> _PROBLEM TO WORK ON_
In the data below, the answer is the run of lines from the line containing "Target: white curtain" through the line containing "Q: Point to the white court", both included; print it exactly and nothing else.

::::

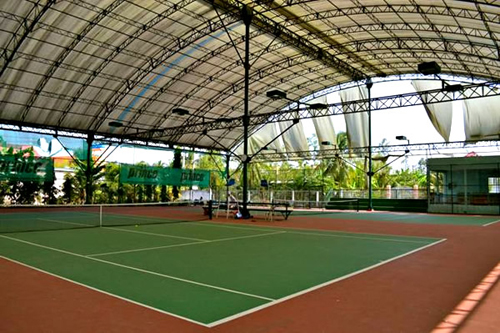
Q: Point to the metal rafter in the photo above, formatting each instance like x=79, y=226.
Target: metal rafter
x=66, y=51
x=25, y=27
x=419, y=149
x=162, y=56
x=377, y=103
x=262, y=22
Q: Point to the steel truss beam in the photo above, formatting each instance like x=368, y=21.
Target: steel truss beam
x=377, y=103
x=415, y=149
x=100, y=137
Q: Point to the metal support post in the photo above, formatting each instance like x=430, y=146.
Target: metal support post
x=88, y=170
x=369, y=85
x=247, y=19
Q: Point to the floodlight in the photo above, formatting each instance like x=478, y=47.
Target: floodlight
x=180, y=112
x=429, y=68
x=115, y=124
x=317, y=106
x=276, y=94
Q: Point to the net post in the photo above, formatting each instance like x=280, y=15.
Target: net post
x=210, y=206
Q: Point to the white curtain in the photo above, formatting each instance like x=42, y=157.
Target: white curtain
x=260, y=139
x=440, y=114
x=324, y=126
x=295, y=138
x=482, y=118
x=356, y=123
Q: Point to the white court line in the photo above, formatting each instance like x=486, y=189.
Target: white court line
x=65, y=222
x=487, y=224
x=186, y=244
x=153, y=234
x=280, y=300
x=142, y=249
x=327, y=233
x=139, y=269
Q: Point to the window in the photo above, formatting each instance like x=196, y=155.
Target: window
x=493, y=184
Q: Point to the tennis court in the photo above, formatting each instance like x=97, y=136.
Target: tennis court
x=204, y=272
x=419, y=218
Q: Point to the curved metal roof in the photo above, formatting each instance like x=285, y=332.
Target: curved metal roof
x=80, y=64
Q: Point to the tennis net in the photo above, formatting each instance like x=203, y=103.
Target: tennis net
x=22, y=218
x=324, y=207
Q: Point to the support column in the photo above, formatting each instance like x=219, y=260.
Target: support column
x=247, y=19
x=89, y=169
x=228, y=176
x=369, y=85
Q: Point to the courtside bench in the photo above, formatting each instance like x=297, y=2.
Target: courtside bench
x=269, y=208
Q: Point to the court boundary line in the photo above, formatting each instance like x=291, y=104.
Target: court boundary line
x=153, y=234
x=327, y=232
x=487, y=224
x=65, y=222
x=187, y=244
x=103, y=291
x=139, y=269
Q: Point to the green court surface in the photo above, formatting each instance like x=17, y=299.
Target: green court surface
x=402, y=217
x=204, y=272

::::

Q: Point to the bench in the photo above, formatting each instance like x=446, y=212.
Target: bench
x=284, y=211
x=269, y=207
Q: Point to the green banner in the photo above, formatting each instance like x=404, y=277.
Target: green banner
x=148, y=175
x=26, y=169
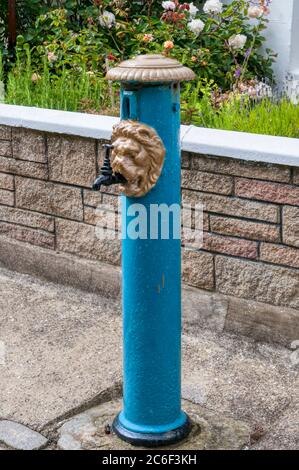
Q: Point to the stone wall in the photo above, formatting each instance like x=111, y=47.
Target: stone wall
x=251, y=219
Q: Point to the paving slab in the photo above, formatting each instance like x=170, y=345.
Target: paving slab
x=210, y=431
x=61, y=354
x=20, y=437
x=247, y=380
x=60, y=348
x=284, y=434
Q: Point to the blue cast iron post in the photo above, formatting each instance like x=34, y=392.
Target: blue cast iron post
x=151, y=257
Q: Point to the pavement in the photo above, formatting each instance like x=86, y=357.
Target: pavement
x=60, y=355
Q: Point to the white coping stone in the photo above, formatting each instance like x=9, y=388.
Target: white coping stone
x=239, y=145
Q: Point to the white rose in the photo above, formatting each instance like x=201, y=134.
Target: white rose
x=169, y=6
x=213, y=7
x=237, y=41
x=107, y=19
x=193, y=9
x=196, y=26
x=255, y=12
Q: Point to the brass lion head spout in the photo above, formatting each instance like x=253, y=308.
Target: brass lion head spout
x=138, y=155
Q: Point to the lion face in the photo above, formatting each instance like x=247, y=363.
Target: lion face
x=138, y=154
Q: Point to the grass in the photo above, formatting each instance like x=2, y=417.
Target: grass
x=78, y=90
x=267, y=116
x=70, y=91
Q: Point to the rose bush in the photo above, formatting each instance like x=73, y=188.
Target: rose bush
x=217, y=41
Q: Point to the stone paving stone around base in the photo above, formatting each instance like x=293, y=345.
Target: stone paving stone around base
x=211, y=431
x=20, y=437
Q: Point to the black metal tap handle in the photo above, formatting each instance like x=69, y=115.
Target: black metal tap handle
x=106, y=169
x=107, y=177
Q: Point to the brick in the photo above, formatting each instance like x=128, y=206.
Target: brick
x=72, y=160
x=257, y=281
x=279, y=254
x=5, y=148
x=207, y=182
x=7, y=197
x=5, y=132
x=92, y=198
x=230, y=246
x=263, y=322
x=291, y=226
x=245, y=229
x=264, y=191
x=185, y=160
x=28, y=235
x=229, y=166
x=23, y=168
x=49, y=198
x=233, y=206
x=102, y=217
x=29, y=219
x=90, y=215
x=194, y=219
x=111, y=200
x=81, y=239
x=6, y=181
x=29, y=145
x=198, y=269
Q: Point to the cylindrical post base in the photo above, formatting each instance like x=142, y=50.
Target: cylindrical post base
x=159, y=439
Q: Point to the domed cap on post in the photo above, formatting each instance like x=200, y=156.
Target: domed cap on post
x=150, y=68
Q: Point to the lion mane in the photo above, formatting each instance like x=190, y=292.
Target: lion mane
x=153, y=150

::::

> _WRITTEN ANSWER_
Target: white curtain
x=260, y=139
x=440, y=114
x=324, y=126
x=295, y=138
x=482, y=118
x=356, y=123
Q: Point to the white court line in the photo above, formatting each instance like x=486, y=189.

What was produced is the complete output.